TASK OBJECTIVE —
In the provided message about AFS tokens, which component should prompt the user for the Kerberos password when one is required?

PROVIDED PASSAGE —
Assuming we can get this to work then AFS users only need to become
involved in obtaining credentials for use with AFS when:
(1) the Kerberos credentials could not be initially obtained at
system login time (perhaps because there was no network
connectivity)
(2) the Kerberos credentials expire
Since the AFS kernel module cannot prompt the user for tokens in that
case, we need a GUI such as "AFS Tokens.app" to provide end users the
interface required to request tokens. I believe that in the short term
the "AFS Tokens.app" should work like this, a user should be
able to obtain a token with:
+ Cellname
+ Kerberos Principal Name
+ specify method (Kerberos 5 or Kerberos 5 to 4 translation)
"AFS Tokens.app" should call into the Kerberos Login Library to obtain
the credentials and the KLL should prompt the user for the Kerberos
password if required.
Thoughts?
Jeffrey Altman
David Botsch wrote:
> I've seen the opposite here... users much prefer a gui to having to do things
> in a commandline interface. As soon as you tell a user to go to the terminal
> or
> start up X11, the user's face blanks over.

ENTRIES SUPPLIED —
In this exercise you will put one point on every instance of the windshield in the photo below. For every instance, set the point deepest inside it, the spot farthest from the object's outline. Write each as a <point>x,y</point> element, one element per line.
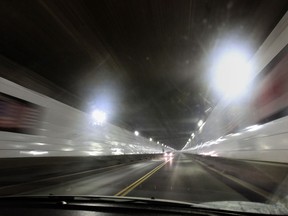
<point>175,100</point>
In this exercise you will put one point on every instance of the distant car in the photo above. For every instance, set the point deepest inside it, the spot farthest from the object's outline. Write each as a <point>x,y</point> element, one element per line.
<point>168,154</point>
---
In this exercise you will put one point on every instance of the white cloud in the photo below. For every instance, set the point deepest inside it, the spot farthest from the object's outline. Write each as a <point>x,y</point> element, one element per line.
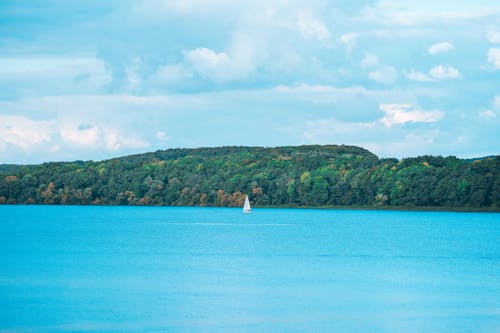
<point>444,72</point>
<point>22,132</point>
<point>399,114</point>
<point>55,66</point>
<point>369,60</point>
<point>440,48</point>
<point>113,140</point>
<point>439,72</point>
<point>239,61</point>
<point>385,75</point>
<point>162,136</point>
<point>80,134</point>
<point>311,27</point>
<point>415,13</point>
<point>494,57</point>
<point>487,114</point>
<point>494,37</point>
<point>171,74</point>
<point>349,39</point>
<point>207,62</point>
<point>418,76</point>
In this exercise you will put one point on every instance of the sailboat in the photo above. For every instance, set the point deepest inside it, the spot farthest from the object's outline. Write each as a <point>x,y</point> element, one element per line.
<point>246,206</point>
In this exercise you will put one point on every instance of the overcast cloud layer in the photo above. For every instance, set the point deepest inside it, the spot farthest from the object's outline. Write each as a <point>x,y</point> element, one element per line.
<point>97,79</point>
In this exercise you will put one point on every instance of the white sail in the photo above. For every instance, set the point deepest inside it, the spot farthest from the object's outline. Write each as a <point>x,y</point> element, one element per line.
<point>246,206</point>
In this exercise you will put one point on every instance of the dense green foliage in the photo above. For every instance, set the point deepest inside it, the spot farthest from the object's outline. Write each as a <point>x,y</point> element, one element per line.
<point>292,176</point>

RESPONSE TO THIS EXERCISE —
The Kerberos Login Library (KLL)